WHAT YOU SHOULD DO: In the page on physiotherapy in mental health, list everything that "collaborative governance" is said to build on.

PAGE EXTRACT:
§

Physiotherapy in Mental Health: Challenges for the Future


Probst Michel
Department of Rehabilitation Sciences, KU Leuven


After 16 years, it is time to think about the future directions of physiotherapy in mental health. Due to the fast-changing needs in our society, the expiration date of persons, ideas, and products becomes shorter and shorter and new challenges are coming up. For years, I have argued for the profession to break out of its self-imposed shackles. The biggest challenges in clinical practice, research and education will be the integration of physiotherapy with transdisciplinary health care approach based on the integrative health care or collaborative governance models. ‘Integrative health care’ aims for well-coordinated care among different providers and institutions by bringing conventional and complementary approaches together to care for the whole person. ‘Collaborative governance’ builds on mutual interdependencies, shared responsibilities and co-production of goals and strategies by partners in a network. Surely the question will be ‘Which health care provider has the best competences, knowledge and skills to give the best evidence based treatment for the needs, preferences and interest of the person who is asking for help?” These emerging ideas of cooperation will influence our profession. The borders will fade. Different other health professionals will use our key-elements. Instead of complaining, physiotherapists working in mental health need to cope with the changing roles, to pull the same rope and to work on a clear ‘brand identity’ using the existing evidence based practice and research. These challenges need to be more integrated into physiotherapy training programs (entry level and specialized training.

§

PROVIDED MATERIAL:
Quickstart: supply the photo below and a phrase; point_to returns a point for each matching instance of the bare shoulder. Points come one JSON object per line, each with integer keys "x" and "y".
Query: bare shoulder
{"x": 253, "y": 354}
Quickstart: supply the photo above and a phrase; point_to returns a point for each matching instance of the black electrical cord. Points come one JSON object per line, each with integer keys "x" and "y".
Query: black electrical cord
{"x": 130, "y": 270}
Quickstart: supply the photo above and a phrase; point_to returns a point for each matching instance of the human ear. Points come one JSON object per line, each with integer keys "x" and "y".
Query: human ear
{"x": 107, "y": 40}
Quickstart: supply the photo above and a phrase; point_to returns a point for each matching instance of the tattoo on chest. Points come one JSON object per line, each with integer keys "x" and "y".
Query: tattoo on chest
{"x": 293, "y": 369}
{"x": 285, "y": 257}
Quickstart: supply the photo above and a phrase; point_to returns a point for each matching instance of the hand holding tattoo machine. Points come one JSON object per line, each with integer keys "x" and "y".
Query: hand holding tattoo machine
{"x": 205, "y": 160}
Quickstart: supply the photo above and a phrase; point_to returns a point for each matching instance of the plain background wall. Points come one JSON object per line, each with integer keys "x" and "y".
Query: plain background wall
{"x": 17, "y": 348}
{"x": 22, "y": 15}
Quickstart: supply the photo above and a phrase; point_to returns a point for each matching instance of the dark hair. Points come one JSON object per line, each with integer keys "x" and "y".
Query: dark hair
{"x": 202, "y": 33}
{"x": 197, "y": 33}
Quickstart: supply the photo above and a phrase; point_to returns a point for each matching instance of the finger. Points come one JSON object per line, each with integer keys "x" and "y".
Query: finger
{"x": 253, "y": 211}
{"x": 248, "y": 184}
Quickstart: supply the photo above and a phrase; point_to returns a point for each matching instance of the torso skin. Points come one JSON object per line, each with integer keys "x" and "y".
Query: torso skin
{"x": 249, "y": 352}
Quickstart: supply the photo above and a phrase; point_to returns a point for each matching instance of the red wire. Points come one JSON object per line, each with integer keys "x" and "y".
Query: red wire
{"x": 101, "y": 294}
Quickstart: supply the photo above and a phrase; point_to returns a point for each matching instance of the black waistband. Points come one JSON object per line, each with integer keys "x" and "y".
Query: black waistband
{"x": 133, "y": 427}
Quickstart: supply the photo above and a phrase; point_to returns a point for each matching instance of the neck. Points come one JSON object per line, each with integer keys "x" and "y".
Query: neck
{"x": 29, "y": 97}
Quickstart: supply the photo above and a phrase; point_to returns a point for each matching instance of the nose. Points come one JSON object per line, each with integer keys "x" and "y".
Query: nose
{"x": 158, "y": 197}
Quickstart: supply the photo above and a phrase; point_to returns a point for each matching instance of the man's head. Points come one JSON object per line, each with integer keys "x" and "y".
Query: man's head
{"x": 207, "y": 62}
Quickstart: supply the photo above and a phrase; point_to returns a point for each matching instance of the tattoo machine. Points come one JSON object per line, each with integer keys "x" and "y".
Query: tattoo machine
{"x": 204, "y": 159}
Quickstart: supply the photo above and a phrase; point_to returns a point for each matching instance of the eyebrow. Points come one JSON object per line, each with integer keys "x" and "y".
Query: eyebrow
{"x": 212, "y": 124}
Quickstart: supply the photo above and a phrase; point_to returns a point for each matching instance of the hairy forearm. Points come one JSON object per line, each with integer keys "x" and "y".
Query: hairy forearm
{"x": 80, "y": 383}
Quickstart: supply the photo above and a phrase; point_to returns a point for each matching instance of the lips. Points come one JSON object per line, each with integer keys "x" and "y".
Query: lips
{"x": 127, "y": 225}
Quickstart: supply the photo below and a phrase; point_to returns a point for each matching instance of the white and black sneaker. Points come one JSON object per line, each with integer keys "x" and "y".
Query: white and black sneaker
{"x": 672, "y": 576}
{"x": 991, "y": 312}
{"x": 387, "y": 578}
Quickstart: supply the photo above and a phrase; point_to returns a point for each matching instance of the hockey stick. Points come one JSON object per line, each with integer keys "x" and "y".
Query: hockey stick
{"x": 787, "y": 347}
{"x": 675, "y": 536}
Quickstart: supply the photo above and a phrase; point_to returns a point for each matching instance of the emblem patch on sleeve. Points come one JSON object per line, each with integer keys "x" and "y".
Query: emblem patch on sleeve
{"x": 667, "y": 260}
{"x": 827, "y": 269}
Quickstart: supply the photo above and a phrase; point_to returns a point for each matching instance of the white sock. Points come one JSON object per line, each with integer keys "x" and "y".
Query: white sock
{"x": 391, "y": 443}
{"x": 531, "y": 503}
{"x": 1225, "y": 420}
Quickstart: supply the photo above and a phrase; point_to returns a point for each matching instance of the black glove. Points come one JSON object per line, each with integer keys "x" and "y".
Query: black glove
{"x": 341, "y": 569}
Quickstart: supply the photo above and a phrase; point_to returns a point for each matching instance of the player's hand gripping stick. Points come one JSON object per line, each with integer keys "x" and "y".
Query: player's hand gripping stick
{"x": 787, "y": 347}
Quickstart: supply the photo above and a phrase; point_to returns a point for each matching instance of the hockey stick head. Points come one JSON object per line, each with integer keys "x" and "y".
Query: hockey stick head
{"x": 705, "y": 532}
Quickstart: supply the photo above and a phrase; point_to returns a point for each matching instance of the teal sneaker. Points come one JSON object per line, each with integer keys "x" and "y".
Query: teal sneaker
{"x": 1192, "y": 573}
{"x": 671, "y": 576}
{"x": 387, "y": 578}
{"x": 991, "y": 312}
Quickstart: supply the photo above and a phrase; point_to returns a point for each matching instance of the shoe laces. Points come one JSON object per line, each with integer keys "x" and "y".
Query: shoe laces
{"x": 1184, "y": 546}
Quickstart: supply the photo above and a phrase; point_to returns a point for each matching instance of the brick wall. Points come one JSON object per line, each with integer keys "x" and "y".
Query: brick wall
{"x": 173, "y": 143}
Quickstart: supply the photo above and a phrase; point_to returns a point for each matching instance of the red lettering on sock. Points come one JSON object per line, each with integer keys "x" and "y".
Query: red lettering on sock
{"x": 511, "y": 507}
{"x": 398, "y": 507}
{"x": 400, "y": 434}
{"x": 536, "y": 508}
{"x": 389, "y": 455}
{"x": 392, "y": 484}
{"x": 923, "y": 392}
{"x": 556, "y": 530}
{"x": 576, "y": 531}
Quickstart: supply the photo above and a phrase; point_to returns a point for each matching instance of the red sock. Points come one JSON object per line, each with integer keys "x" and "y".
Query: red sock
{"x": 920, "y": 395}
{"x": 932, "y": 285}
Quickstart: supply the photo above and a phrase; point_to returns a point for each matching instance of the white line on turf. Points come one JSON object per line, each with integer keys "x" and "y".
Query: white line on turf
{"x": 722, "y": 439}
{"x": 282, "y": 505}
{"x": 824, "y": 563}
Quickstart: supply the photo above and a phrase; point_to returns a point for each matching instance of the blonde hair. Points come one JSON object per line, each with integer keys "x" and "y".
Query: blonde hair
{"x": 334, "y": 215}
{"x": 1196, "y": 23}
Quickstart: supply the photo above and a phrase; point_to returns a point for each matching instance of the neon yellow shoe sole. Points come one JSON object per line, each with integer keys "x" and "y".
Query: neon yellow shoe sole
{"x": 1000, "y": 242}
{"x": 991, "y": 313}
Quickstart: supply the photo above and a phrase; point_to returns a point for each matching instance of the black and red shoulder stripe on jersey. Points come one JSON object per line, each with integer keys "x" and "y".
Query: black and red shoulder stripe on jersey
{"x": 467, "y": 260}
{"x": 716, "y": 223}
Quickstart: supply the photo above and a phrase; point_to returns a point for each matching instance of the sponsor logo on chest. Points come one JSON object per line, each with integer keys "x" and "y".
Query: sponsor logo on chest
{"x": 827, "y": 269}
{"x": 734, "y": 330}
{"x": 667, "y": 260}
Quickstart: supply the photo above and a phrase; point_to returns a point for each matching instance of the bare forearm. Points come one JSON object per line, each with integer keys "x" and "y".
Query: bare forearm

§

OUTPUT OF THE TASK:
- Mutual interdependencies
- Shared responsibilities
- Co-production of goals and strategies by partners in a network